# start of DOCUMENT EXCERPT
This is an archive of the discontinued LLVM Phabricator instance.

Differential D51942

[InstCombine] Fold (C/x)>0 into x>0 if possible
ClosedPublic

Authored by marels on Sep 11 2018, 10:43 AM.

Details

Reviewers
john.brawn
majnemer
spatel
Commits
rGc3f50ff92e0f: [InstCombine] Without infinites, fold (C / X) < 0.0 --> (X < 0)
rL343228: [InstCombine] Without infinites, fold (C / X) < 0.0 --> (X < 0)
Summary

This patch adds a simplification for floating point compares that
depend on the inversion of a variable. The comparison can be folded
such that it solely depends on the variable rather than the division.

E.g.:

foo(double x) {
  double a = 1.0 / x;
  if (a < 0) ...
}

>

foo(double x) {
  double a = 1.0 / x;
  if (x < 0) ...
}

The following conversion is applied if C!=0 where C is a compiler
known constant:

(C/x < 0)
(C*x < 0)       ... multiply by x*x; Note: x*x > 0 (see Remark 2)
                ... divide by C
(x < 0)         ... if C > 0
(x > 0)         ... if C < 0

Remarks:

  1. To avoid cases where x = NaN only the ordered predicates (ogt, olt, oge, ole) are folded.
  1. The division requires the flag 'ninf' to be set. This also ensures there x!=0 can be assumed.

    Assume x=0. We know C!=0 (by definition) and C!=inf ('ninf' is set). Therefore C/x=inf (IEEE754_2008.pdf 7.2 and 7.3). But, because 'ninf' is set, the compile can assume x!=0
  1. To avoid cases where C/x == 0.0, 'ninf' has to be set for the fdiv and fcmp instruction.
  1. To allow the multiplication by x*x 'arcp' and 'ninf' has to be set for the fdiv and fcmp instruction.

Diff Detail

Repository
rL LLVM

Event Timeline

marels created this revision.Sep 11 2018, 10:43 AM
Herald added a subscriber: llvm-commits. · View Herald TranscriptSep 11 2018, 10:43 AM
lebedev.ri added a reviewer: spatel.Sep 11 2018, 10:51 AM
john.brawn accepted this revision.Sep 18 2018, 4:51 AM

LGTM. I think it may be possible to remove the hasAllowReciprocal check, because the point of that (as I understand it) is to allow converting a divide into a multiply-by-reciprocal in ways that can change the end result and I don't think that the transformation that's being done here will give a different result to the untransformed version, but I'm not certain of that and it's fine to leave it as it is.
# end of DOCUMENT EXCERPT
EXERCISE →
Continue the LLVM review page on folding floating-point compares of a constant divided by x, starting after the last comment shown.
# start of RECORDED DATA
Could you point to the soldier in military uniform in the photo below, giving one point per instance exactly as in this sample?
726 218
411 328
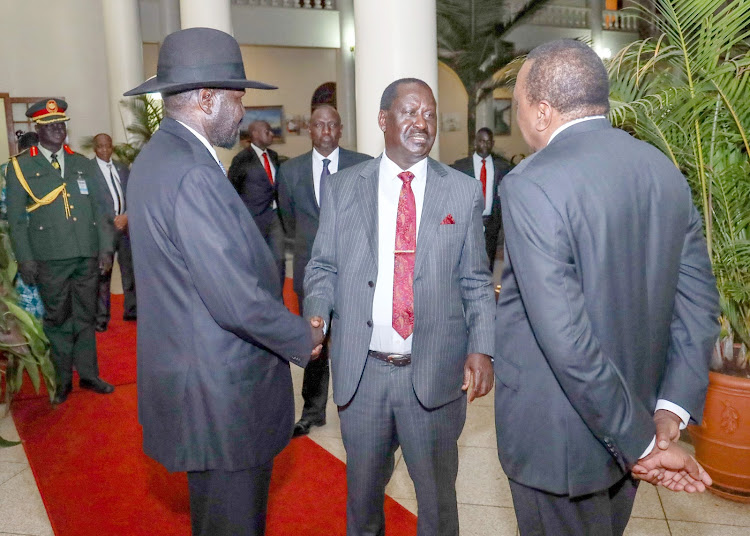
# end of RECORDED DATA
OUTPUT →
This revision is now accepted and ready to land.Sep 18 2018, 4:51 AM
spatel requested changes to this revision.Sep 18 2018, 7:00 AM

I haven't had a chance to look at this closely, but a first glance says it only works for scalars even though it should provide identical functionality for vectors.
Can you change the code to use the 'match()' API? This should substantially reduce the code and give you splat constant vector functionality for free (although there should be at least 1 test for that).

This revision now requires changes to proceed.Sep 18 2018, 7:00 AM
marels added a comment.Sep 25 2018, 10:59 AM

Thank you for the input,

I updated the code to support vectors using the match API. But before uploading I have question.

I was not able to find a way to match the following predicates with the existing API.

  1. All elements are non-zero
  2. All elements are positive
  3. All elements are negative

These are important to correctly handle some cases:

The following cannot be folded because the new predicate is ambiguous.

C = <2 x float> <float 1.0, float -1.0>

The following cannot be folded because the one element violates the assumption that C=0.

C = <2 x float> <float 1.0, float 0.0>

This is not a big thing because it can be easily added to to PatternMatch.h (same implementation as m_AnyZeroFP). I think it is better submit a separate change for this. Do you agree, or shall I bunch both changes together?

@spatel what do you think about @john.brawn suggestion to removing the hasAllowReciprocal check?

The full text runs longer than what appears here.